Each line of the listing below must be set down exactly.
----- Provided material
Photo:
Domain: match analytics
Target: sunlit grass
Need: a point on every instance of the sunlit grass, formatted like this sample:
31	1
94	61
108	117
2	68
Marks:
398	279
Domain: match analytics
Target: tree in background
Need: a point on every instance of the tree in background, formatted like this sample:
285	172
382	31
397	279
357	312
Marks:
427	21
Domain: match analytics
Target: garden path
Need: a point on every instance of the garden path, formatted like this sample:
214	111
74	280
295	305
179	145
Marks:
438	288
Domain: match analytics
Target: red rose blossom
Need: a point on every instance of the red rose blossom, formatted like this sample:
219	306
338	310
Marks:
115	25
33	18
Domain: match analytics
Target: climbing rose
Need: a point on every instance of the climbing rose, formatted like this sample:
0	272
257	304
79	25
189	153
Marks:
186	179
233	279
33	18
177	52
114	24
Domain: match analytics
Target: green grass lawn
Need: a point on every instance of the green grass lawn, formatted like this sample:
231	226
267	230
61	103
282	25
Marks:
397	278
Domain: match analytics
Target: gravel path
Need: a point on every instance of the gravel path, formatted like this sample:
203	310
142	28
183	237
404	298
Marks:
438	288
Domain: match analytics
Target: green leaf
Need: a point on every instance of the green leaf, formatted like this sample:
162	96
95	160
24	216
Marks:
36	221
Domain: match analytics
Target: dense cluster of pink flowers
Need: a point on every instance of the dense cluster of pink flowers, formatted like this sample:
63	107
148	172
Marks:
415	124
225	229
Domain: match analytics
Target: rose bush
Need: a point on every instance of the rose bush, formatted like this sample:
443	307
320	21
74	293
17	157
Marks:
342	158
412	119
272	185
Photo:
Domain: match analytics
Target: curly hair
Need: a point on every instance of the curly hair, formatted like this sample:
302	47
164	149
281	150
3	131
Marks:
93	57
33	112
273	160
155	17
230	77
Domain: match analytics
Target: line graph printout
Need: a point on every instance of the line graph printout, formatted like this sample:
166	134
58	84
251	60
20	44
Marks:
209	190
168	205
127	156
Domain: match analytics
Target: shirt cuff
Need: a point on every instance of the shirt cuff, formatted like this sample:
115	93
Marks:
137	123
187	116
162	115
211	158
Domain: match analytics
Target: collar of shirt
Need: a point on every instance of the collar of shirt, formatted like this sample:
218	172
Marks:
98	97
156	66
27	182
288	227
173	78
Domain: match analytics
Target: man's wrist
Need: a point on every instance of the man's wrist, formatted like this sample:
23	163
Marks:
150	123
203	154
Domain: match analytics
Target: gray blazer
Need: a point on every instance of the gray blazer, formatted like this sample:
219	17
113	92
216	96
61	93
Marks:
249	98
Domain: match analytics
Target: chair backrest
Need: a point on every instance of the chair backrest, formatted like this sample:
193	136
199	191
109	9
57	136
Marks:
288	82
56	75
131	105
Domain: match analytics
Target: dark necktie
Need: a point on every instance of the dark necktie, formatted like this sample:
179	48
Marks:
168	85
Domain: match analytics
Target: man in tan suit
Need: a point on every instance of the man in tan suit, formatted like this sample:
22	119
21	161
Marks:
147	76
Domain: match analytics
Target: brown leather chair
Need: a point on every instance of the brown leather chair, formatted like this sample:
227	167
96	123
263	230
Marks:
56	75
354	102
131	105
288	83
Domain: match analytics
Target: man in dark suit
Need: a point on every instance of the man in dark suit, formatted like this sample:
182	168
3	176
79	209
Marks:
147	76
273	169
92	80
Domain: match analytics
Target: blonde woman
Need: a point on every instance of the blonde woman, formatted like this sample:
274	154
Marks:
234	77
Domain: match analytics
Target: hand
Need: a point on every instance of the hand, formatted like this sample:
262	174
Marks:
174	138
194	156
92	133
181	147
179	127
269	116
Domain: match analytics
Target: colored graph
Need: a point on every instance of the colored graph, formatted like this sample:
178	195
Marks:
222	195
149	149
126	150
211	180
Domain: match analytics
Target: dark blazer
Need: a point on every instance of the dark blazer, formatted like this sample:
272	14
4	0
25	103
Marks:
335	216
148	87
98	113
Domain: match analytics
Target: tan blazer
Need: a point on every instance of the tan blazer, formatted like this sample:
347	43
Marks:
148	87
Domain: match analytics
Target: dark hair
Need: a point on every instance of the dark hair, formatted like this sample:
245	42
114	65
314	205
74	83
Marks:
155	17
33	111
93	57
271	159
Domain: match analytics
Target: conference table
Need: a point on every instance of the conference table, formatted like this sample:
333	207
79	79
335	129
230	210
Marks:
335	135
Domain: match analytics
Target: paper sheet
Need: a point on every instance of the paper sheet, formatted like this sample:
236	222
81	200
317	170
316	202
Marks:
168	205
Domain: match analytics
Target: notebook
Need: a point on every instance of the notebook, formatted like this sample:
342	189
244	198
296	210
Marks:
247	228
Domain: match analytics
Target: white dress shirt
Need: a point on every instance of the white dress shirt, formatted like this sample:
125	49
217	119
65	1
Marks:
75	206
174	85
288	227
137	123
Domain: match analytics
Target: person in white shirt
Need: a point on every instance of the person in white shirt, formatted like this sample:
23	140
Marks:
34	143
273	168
----------
*Your solution:*
Photo:
Domain: match analytics
Target: sunlit grass
Need: a point on every instance of the sunlit grass, formatted like this sample:
31	1
94	61
108	117
2	68
Marks:
398	279
Domain: match analytics
Target: tree in background
Need: a point on every instance of the tree in background, formatted like this sample:
285	172
382	31
397	279
357	312
Marks:
427	21
Domain: match analytics
Target: garden path
Need: a point on every instance of the garden path, formatted like this sample:
214	111
74	280
295	305
179	145
Marks:
438	288
Domain: match analytics
Target: red rose blossom
Need: a point on every instance of the red rose blossom, formatted like this sample:
219	306
338	310
Marks:
115	25
33	18
Domain: match analytics
Target: climbing rose
Need: a point on every instance of the climbing rose, formatted like this sample:
0	272
257	304
79	25
189	153
Marks:
186	179
233	279
33	18
177	52
114	24
Domain: match analytics
Target: green grass lawn
Need: a point on every instance of the green grass lawn, formatted like this sample:
231	226
267	230
61	103
282	25
Marks:
397	278
Domain: match analytics
Target: gravel path
Need: a point on every instance of the gravel path, formatted like this sample:
203	310
142	28
183	237
404	298
Marks:
438	288
Domain: match analytics
Target: green leaf
Need: a point on every instance of the green leaf, formatted like this sample:
162	96
95	160
24	216
Marks:
36	221
Domain: match analytics
Target: dense cluster of pink flowers
Need: a point on every instance of the dense cluster of pink flowers, formatted like this sample:
63	107
148	172
Marks:
415	124
225	229
Domain: match analytics
Target: rose bush
Need: a point on every instance of the rose bush, formatted like this sample:
443	307
320	21
74	293
17	157
Marks:
342	158
412	119
272	185
Photo:
Domain: match analytics
Target: curly hair
Need: a point on every instance of the curly hair, formatted like this sample:
302	47
164	149
281	150
3	131
Marks:
93	57
33	112
273	160
155	17
230	77
Domain: match analytics
Target: line graph printout
Need: a point on every instance of the line graph printout, formatted like this sample:
166	134
58	84
251	60
20	44
Marks:
209	190
168	205
127	156
Domain: match analytics
Target: shirt cuff
Need: a point on every instance of the shirt cuff, formatted like this sample:
115	93
Marks:
137	123
187	116
162	115
211	158
Domain: match analytics
Target: collar of shirt
Need: a point on every instance of the collar of shirt, formatted like this sample:
218	172
Marks:
98	97
156	66
27	182
288	227
173	78
Domain: match analytics
Target: man's wrist
Need: a point on every instance of the man's wrist, formatted like this sample:
23	163
Marks:
150	123
203	154
Domain: match analytics
Target: gray blazer
Need: a point on every instance of the gray blazer, formatted like this sample:
219	17
113	92
216	96
61	93
Marks:
249	98
Domain: match analytics
Target: chair backrest
Need: a point on every instance of the chair backrest, formatted like this sample:
193	136
199	191
109	9
57	136
Marks:
288	82
56	75
131	105
Domain: match analytics
Target: dark necktie
Need: a point on every instance of the dark necktie, formatted like this sample:
179	48
Marks:
168	85
Domain: match analytics
Target: man in tan suit
Need: a point on every instance of the man in tan suit, formatted like this sample:
22	119
21	161
Marks:
147	76
Domain: match analytics
Target: brown leather chair
Need: a point on every instance of the brown leather chair, formatted like this sample:
227	167
96	123
263	230
Marks:
56	75
354	102
131	105
288	83
Domain: match analytics
Target: man in dark suit
Need: a point on every instance of the man in dark suit, formatted like this sample:
182	168
3	176
79	209
Marks:
147	76
273	169
92	80
Domain: match analytics
Target: blonde woman
Need: a point on every instance of the blonde woman, formatted like this sample:
274	154
Marks:
234	77
Domain: match analytics
Target: hand
Need: a point on every instance of the hand, formatted like this sample:
262	174
Marks:
174	138
194	156
92	133
181	147
179	127
269	116
Domain: match analytics
Target: colored graph
Need: a point on every instance of the colored graph, formatted like this sample:
178	195
Marks:
222	195
149	149
126	150
211	180
Domain: match analytics
Target: dark blazer
Need: a point on every instance of the dark blazer, formatted like this sample:
272	14
4	0
25	103
Marks:
335	216
148	87
98	113
Domain: match analytics
Target: tan blazer
Need: a point on every instance of the tan blazer, formatted like this sample:
347	43
Marks:
148	87
Domain: match analytics
Target: dark hair
Need: a point on every instance of the dark hair, formatted like this sample:
245	42
114	65
314	205
74	83
Marks:
155	17
33	111
93	57
271	159
Domain: match analytics
Target: conference table
Need: a point on every instance of the conference table, formatted like this sample:
333	207
79	79
335	129
230	210
Marks:
335	135
Domain: match analytics
Target: paper sheet
Need: a point on every instance of the paper sheet, formatted like this sample:
236	222
81	200
317	170
316	202
Marks:
168	205
Domain: match analytics
Target: notebook
Need: a point on every instance of the notebook, formatted like this sample:
342	189
244	198
296	210
Marks:
247	228
Domain: match analytics
Target: white dress shirt
Need: a point on every instance of the white dress shirt, formatted like this sample:
125	49
217	119
65	1
Marks:
75	206
174	85
288	227
137	123
Domain: match analytics
Target: person in white shirt
Need: a point on every instance of the person in white shirt, formatted like this sample:
23	140
Marks:
34	143
273	168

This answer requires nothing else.